- **Extrait**:
::::::::

Le poème fait œuvre de mémoire. Ses vers se mêlent aux pas des vivants, unis dans le cercle de la danse et la voix des morts qui se réveille au son de paroles fraternelles. Nulle ponctuation dans le poème, seule la césure marque le temps et la respiration. Et les dos des danseurs se referment dans la ronde de la sardane dansée à l’envers comme si les danseurs protégeaient ou veillaient aux dangers qui menacent toujours.
Le rythme de la danse s’inscrit dans celui du poème et dans la voix du lecteur lisant. Il rappelle cette histoire qui semble sur la plage d’Argelès oubliée par les trépidations des baigneurs et l’amnésie de notre époque.

::::::::

- **Travail demandé**:
A. Recopiez le passage de l'extrait depuis « Le poème fait » jusqu'à « de notre époque. » inclus.
B. D'après l'extrait, qu'est-ce qui marque le temps et la respiration dans le poème ?
Les données ne servent pas à ce travail.

Entrées de pointage et d'étiquetage
::::::::

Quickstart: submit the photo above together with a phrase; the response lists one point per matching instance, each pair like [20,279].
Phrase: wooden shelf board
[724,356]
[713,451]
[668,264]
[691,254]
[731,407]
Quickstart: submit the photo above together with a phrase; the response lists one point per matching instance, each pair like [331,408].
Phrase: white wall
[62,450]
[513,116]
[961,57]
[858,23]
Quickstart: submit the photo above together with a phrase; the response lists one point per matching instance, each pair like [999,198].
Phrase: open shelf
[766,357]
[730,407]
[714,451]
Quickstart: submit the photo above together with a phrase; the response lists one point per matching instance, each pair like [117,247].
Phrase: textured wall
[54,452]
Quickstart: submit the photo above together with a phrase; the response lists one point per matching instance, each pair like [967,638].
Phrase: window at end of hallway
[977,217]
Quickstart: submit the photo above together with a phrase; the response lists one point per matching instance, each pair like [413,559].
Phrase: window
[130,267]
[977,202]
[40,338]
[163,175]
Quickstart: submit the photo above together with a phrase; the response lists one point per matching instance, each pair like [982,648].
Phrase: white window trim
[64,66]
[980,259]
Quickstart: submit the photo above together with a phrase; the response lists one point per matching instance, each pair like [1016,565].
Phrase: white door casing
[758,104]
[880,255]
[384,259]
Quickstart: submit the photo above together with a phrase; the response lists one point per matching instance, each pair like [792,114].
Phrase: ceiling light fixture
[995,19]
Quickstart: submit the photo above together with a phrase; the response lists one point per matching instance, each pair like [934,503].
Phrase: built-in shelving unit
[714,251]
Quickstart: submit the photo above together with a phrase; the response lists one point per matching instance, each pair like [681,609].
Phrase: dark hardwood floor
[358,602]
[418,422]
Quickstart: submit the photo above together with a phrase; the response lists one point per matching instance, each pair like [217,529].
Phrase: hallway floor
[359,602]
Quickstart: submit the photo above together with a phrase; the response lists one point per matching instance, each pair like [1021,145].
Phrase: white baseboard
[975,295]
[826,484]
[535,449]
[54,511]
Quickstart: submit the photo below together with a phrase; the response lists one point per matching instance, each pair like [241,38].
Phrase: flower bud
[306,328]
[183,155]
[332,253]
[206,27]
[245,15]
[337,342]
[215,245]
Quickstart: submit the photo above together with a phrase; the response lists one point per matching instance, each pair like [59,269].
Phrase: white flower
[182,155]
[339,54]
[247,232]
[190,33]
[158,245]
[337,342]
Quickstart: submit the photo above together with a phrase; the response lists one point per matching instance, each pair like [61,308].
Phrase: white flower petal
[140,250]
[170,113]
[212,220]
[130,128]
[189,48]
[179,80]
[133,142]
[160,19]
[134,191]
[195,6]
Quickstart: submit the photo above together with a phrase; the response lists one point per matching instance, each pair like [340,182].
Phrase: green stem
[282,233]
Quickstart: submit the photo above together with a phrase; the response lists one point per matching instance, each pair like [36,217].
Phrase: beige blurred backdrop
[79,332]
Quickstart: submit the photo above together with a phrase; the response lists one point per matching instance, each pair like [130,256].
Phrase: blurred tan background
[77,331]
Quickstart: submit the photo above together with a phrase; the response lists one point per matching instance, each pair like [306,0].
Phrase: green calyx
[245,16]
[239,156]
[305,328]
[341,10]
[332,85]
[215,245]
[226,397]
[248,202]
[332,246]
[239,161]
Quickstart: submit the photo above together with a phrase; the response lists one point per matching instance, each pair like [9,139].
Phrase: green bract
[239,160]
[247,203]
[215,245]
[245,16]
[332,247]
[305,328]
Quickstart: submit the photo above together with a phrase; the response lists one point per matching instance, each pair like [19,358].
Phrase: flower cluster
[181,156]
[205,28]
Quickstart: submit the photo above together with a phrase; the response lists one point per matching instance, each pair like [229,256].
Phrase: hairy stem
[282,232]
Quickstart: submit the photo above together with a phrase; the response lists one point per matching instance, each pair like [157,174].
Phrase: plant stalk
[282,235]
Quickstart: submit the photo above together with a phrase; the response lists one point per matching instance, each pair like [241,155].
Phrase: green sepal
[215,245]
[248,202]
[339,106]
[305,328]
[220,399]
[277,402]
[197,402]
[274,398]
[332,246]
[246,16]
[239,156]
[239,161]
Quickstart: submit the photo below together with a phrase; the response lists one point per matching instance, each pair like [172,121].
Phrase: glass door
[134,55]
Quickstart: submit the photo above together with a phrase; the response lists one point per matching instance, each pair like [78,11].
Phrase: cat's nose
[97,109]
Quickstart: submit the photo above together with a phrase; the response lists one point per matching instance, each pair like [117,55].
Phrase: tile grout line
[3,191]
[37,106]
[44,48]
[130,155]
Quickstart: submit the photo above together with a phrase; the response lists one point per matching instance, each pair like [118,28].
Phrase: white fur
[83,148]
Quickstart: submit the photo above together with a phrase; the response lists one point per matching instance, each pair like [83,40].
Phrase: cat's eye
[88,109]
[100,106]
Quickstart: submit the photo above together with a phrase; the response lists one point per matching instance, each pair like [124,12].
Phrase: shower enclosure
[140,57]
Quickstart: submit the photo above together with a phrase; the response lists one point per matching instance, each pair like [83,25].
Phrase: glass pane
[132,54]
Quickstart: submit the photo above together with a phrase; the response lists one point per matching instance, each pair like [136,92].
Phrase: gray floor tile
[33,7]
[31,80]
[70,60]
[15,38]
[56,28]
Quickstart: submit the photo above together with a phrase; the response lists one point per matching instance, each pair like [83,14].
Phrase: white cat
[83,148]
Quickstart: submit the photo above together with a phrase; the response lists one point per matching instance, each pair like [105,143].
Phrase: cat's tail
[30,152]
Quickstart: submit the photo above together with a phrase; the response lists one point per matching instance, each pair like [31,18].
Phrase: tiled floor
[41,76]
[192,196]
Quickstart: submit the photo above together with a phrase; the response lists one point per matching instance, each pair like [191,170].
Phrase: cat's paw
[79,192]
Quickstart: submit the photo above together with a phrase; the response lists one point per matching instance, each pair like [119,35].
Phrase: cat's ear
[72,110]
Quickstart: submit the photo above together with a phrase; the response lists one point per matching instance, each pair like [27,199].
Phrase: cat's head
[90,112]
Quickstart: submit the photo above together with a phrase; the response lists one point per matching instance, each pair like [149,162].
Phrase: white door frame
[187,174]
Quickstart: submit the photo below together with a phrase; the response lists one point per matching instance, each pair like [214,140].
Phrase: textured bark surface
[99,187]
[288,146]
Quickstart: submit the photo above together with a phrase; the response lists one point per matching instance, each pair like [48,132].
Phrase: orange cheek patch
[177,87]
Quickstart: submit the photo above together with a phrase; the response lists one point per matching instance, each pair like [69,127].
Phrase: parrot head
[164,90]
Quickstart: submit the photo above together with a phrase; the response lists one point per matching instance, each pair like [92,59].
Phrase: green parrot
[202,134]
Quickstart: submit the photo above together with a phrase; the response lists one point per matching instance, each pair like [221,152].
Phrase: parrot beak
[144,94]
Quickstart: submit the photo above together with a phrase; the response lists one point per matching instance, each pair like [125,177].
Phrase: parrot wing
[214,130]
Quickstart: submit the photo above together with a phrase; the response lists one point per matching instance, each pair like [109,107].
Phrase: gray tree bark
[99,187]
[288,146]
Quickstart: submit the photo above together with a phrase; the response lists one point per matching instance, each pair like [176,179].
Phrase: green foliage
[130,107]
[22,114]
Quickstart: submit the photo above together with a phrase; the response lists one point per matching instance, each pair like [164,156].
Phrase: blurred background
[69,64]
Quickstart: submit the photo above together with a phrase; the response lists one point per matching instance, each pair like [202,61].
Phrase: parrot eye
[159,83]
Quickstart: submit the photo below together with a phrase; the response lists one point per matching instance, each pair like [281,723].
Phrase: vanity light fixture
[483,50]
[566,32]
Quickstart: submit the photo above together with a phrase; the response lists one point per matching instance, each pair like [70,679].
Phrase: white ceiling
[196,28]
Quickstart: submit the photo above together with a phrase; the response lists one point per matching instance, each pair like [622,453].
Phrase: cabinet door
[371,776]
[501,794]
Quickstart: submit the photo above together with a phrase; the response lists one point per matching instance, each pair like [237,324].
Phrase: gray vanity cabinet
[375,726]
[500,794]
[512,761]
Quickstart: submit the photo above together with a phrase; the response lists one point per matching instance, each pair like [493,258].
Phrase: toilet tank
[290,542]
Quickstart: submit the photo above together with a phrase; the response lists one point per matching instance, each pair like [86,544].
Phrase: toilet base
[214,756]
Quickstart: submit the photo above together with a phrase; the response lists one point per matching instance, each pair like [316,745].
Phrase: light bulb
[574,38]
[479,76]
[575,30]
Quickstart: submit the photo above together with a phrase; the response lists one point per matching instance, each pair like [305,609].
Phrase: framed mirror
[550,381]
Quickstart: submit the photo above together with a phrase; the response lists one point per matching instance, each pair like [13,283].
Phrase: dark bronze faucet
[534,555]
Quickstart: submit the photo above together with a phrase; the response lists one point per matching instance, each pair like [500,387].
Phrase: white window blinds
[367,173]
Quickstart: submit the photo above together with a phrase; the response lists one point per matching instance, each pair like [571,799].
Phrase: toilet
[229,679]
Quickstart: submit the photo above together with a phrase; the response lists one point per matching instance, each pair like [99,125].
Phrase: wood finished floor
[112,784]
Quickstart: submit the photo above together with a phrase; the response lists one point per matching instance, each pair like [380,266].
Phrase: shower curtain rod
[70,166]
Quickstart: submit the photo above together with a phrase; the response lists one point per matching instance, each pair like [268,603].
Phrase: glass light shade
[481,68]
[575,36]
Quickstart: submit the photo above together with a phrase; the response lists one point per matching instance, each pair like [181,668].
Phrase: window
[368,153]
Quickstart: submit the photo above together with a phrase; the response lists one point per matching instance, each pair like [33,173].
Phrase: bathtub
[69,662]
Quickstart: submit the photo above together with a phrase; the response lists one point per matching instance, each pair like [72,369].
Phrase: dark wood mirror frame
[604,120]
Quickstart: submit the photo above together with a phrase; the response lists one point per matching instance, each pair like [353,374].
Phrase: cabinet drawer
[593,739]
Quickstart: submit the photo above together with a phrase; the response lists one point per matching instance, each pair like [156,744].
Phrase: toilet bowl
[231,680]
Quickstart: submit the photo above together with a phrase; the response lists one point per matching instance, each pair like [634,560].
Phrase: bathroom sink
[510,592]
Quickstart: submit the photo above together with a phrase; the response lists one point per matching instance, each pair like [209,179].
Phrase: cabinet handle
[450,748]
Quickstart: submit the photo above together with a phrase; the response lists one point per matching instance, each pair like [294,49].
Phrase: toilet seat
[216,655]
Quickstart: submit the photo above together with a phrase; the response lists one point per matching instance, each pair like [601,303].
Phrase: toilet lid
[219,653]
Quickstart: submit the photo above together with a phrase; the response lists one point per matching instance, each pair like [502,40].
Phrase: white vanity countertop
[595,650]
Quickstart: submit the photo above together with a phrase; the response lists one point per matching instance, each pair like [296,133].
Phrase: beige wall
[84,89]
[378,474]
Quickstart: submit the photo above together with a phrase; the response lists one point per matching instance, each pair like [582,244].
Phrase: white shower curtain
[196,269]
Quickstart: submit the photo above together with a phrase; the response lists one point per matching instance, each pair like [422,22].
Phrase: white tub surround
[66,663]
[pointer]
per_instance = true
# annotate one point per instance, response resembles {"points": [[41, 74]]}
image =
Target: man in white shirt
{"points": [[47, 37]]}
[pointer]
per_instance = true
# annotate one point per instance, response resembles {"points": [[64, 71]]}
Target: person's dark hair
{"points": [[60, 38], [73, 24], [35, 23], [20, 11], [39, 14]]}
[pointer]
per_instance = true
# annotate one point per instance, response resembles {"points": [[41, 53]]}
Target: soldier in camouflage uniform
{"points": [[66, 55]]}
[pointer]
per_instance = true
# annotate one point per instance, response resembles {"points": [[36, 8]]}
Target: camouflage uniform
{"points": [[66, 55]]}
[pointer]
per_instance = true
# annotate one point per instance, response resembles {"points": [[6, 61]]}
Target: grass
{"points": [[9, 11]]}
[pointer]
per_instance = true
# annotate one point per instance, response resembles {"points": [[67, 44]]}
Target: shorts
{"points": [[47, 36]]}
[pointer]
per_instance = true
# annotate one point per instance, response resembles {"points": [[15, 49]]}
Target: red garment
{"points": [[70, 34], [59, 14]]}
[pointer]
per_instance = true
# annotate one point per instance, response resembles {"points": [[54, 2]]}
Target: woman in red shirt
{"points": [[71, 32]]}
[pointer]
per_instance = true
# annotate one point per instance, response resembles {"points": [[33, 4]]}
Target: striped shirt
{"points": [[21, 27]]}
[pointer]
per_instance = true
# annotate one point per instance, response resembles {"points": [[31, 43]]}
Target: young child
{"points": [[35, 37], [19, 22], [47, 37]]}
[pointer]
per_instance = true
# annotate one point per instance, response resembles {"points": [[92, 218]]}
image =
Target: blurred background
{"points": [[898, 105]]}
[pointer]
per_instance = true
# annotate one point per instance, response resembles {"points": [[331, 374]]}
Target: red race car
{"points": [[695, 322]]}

::::::::

- **Réponses par tâche**:
A.
Le poème fait œuvre de mémoire. Ses vers se mêlent aux pas des vivants, unis dans le cercle de la danse et la voix des morts qui se réveille au son de paroles fraternelles. Nulle ponctuation dans le poème, seule la césure marque le temps et la respiration. Et les dos des danseurs se referment dans la ronde de la sardane dansée à l’envers comme si les danseurs protégeaient ou veillaient aux dangers qui menacent toujours.
Le rythme de la danse s’inscrit dans celui du poème et dans la voix du lecteur lisant. Il rappelle cette histoire qui semble sur la plage d’Argelès oubliée par les trépidations des baigneurs et l’amnésie de notre époque.

B. La césure.